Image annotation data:

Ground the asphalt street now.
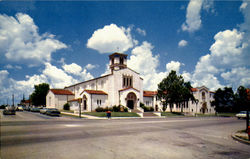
[0,112,250,159]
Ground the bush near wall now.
[141,106,154,112]
[63,103,70,110]
[95,105,128,112]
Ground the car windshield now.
[48,108,58,111]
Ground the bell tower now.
[109,52,128,73]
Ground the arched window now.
[202,92,206,100]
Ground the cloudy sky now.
[0,0,250,104]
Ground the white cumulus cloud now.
[87,24,137,53]
[136,28,147,36]
[127,41,185,90]
[166,61,182,74]
[85,63,98,70]
[182,0,202,32]
[62,63,82,75]
[189,29,250,90]
[178,40,188,47]
[0,13,67,66]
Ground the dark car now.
[24,106,30,111]
[30,107,40,113]
[46,108,61,116]
[40,108,48,114]
[3,107,16,115]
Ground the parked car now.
[235,111,250,119]
[16,106,23,111]
[40,108,48,114]
[3,107,16,115]
[46,108,61,116]
[30,107,40,112]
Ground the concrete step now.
[131,109,142,113]
[143,112,157,117]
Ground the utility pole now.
[78,98,81,118]
[12,94,15,107]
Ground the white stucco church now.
[46,53,214,113]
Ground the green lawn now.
[217,113,237,117]
[82,112,140,117]
[61,114,85,118]
[60,110,74,113]
[161,112,184,116]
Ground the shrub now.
[142,106,154,112]
[104,107,113,112]
[140,103,145,108]
[63,103,70,110]
[113,105,121,112]
[95,107,104,112]
[124,107,128,112]
[162,105,167,112]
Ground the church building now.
[46,53,214,113]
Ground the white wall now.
[46,90,55,108]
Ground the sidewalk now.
[232,132,250,145]
[61,112,105,119]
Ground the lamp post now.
[78,98,81,118]
[195,99,199,116]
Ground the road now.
[0,112,250,159]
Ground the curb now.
[231,133,250,145]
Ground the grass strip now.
[82,112,140,117]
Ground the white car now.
[235,111,250,119]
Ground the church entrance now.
[127,100,134,109]
[82,95,87,110]
[126,92,136,109]
[201,102,207,114]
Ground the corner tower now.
[109,52,128,73]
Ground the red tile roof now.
[191,88,198,92]
[69,98,82,102]
[81,90,108,95]
[143,91,157,97]
[119,87,140,92]
[50,89,74,95]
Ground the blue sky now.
[0,0,250,104]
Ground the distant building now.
[46,53,214,113]
[46,89,75,109]
[20,100,31,107]
[144,86,215,114]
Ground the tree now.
[235,86,250,130]
[212,87,235,112]
[157,70,195,112]
[30,83,49,106]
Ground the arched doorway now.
[82,95,87,110]
[126,92,136,109]
[201,102,207,114]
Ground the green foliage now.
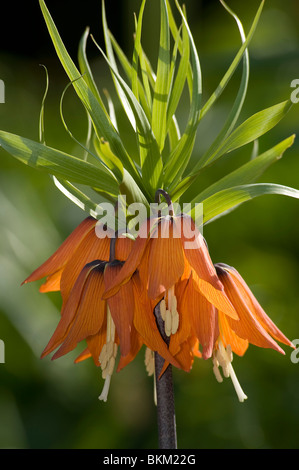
[0,0,297,220]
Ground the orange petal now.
[117,325,143,372]
[182,279,219,359]
[39,268,64,293]
[132,274,179,367]
[103,219,153,299]
[218,312,248,356]
[104,262,135,356]
[41,265,100,358]
[115,237,134,261]
[218,269,284,354]
[53,262,106,359]
[191,270,239,320]
[74,348,91,364]
[22,217,97,284]
[159,340,194,378]
[227,268,294,348]
[169,279,192,356]
[86,326,107,366]
[60,230,111,302]
[148,218,185,299]
[181,215,223,291]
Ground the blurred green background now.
[0,0,299,449]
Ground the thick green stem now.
[155,304,177,449]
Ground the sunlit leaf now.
[0,131,118,194]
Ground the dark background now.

OBJECTIVE
Please format the lines of the material from the one containing "Ground the church building now." through the one containing "[231,133,250,145]" as a numbered list, leaving out any blank lines.

SOLUTION TO THIS EXERCISE
1. Ground the church building now.
2. [46,53,214,113]
3. Ground the white wall now.
4. [46,90,55,108]
5. Ground the sidewalk now.
6. [232,132,250,145]
7. [61,112,105,119]
8. Ground the lamp post now.
9. [78,98,81,118]
10. [195,99,199,116]
11. Ground the road now.
12. [0,112,250,159]
13. Ground the curb now.
14. [231,133,250,145]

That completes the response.